* DIRECTIVE A
In the Alluxio permissions passage, what is the default value of the alluxio.security.group.mapping.cache.timeout property?
* DIRECTIVE B
Please carry the Alluxio permissions passage forward, starting right after its last sentence.

== SOURCE TEXT ==

The Alluxio filesystem implements a permissions model similar to the POSIX permissions model.

Each file and directory is associated with:

  • An owner, which is the user of the client process to create the file or directory.
  • A group, which is the group fetched from user-groups-mapping service. See User group mapping.
  • Permissions, which consist of three parts:
    • Owner permission defines the access privileges of the file owner
    • Group permission defines the access privileges of the owning group
    • Other permission defines the access privileges of all users that are not in any of above two classes

Each permission has three actions:

  1. read (r)
  2. write (w)
  3. execute (x)

For files:

  • Read permissions are required to read files
  • Write permission are required to write files

For directories:

  • Read permissions are required to list its contents
  • Write permissions are required to create, rename, or delete files or directories under it
  • Execute permissions are required to access a child of the directory

The output of the ls shell command when authorization is enabled looks like:

$ ./bin/alluxio fs ls /
drwxr-xr-x jack           staff                       24       PERSISTED 06-14-2019 07:02:45:248  DIR /default_tests_files
-rw-r--r-- jack           staff                       80   NOT_PERSISTED 06-14-2019 07:02:26:487 100% /default_tests_files/BASIC_CACHE_PROMOTE_MUST_CACHE

User group mapping

For a given user, the list of groups is determined by a group mapping service, configured by the alluxio.security.group.mapping.class property, with a default implementation of alluxio.security.group.provider.ShellBasedUnixGroupsMapping. This implementation executes the groups shell command on the local machine to fetch the group memberships of a particular user. Running the groups command for every query may be expensive, so the user group mapping is cached, with an expiration period configured by the alluxio.security.group.mapping.cache.timeout property, with a default value of 60s. If set to a value of 0, the caching is disabled. If the cache timeout is too low or disabled, the groups command will be run very frequently, but may increase latency for operations. If the cache timeout is too high, the groups command will not be run frequently, but the cached results may become stale.

Alluxio has super user, a user with special privileges typically needed to administer and maintain the system. The super user is the operating system user executing the Alluxio master process. The alluxio.security.authorization.permission.supergroup property defines a super group. Any additional operating system users belong to this operating system group are also super users.

LDAP

If your organization use OpenLDAP or Active Directory to manage identities, it is recommended to sync LDAP users and groups to machines’ operating system running Alluxio. Alternatively, Alluxio also supports direct connection to OpenLDAP or Active Directory for group mapping service. To use the Alluxio integration with OpenLDAP or Active Directory, set the following properties in alluxio-site.properties.

===
== EXTRACTED MATERIAL ==

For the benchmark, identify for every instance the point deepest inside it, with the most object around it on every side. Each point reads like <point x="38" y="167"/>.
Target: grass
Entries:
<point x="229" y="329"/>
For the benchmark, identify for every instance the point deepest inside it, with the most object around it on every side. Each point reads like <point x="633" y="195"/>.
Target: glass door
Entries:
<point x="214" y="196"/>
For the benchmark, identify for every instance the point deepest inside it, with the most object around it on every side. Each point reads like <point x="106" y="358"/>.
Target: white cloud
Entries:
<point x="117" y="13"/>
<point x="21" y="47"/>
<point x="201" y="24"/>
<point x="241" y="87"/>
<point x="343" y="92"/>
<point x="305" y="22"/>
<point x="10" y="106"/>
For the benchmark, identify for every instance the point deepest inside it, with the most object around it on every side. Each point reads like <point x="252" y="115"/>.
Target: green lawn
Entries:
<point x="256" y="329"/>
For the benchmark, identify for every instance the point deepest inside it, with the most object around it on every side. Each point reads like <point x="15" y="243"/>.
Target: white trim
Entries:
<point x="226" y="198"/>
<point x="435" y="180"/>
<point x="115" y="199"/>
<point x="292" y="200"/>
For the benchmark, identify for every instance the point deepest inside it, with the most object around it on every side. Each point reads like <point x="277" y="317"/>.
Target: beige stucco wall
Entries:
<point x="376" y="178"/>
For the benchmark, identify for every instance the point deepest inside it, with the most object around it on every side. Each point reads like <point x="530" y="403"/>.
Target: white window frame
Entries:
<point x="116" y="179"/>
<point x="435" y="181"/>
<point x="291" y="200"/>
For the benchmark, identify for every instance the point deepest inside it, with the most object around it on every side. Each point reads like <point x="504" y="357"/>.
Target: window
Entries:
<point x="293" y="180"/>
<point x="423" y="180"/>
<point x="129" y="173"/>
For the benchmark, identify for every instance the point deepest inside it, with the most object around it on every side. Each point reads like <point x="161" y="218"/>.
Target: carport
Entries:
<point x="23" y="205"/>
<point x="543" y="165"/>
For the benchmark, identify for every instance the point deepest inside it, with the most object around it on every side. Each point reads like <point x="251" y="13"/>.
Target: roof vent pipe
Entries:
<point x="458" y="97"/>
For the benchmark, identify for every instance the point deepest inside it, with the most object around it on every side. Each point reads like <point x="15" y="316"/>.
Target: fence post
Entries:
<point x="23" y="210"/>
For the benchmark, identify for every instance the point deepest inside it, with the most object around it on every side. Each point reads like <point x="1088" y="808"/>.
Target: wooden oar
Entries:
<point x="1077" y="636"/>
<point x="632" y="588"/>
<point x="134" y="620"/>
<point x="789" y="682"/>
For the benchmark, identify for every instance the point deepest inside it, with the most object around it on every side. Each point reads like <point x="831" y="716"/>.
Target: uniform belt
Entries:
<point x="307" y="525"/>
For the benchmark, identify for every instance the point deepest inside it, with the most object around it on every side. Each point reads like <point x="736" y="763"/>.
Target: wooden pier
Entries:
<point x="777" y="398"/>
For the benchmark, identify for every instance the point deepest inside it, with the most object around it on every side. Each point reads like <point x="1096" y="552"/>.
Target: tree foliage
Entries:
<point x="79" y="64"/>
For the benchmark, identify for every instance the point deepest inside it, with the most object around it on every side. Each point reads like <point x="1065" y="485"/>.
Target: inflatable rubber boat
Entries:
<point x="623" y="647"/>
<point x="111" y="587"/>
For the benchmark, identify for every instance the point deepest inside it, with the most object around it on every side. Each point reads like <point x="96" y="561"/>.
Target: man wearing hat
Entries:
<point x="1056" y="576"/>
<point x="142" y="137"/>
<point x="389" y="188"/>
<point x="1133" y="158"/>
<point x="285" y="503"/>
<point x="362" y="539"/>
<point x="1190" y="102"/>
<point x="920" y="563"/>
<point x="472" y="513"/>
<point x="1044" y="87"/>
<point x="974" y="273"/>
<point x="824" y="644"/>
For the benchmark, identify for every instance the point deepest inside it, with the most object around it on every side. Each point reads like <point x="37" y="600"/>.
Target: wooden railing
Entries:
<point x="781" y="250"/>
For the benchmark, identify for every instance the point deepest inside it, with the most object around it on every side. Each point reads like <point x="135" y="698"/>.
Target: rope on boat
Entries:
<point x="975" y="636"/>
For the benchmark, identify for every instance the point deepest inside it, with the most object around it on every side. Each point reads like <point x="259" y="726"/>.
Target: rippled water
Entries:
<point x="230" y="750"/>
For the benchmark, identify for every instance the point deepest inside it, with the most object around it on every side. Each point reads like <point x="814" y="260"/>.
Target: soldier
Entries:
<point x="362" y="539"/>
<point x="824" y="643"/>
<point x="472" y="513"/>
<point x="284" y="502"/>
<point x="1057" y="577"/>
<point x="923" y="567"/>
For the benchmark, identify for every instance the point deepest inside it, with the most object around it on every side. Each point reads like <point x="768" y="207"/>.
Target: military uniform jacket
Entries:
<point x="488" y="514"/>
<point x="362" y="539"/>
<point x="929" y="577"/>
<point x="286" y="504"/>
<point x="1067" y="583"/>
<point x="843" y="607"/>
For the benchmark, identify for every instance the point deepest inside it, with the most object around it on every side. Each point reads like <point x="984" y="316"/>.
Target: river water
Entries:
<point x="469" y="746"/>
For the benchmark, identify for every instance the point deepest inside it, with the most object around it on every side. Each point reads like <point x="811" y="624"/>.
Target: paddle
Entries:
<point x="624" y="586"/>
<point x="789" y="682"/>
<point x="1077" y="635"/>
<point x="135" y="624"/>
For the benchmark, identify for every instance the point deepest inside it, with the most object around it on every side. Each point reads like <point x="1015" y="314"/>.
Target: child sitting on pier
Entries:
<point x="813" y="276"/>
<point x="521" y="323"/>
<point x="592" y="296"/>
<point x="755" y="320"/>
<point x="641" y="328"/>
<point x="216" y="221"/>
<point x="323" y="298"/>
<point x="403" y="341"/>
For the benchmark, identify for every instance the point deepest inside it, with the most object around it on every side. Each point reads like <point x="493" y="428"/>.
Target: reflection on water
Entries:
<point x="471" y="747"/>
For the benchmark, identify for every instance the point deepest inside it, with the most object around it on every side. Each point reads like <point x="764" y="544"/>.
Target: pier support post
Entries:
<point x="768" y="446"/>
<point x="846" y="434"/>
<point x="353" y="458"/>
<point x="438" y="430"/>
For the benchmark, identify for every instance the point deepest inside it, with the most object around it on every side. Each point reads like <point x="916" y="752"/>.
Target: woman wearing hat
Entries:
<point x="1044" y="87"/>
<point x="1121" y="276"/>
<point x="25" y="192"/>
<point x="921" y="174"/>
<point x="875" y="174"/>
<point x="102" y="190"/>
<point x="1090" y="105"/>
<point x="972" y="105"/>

===

* FINAL RESULT A
60s

* FINAL RESULT B
Property NameDefaultMeaning

Example configuration for an LDAP server without SSL:

alluxio.security.group.mapping.class=alluxio.security.group.provider.LdapGroupsMapping
alluxio.security.group.mapping.ldap.url=ldap://example.com:389
alluxio.security.group.mapping.ldap.base=cn=Users,dc=example,dc=com
alluxio.security.group.mapping.ldap.bind.user=cn=alluxio,cn=Users,dc=example,dc=com
alluxio.security.group.mapping.ldap.bind.password=secret

Example configuration for an LDAP server with SSL:

alluxio.security.group.mapping.class=alluxio.security.group.provider.LdapGroupsMapping
alluxio.security.group.mapping.ldap.url=ldaps://example.com:636
alluxio.security.group.mapping.ldap.ssl=true
alluxio.security.group.mapping.ldap.ssl.keystore=/path/to/ldap.jks
alluxio.security.group.mapping.ldap.ssl.keystore.password=secret
alluxio.security.group.mapping.ldap.base=cn=Users,dc=example,dc=com
alluxio.security.group.mapping.ldap.bind.user=cn=alluxio,cn=Users,dc=example,dc=com
alluxio.security.group.mapping.ldap.bind.password=secret

If you have your own way of managing the SSL keystore, configure the properties related to LDAP SSL keystore according to your setup.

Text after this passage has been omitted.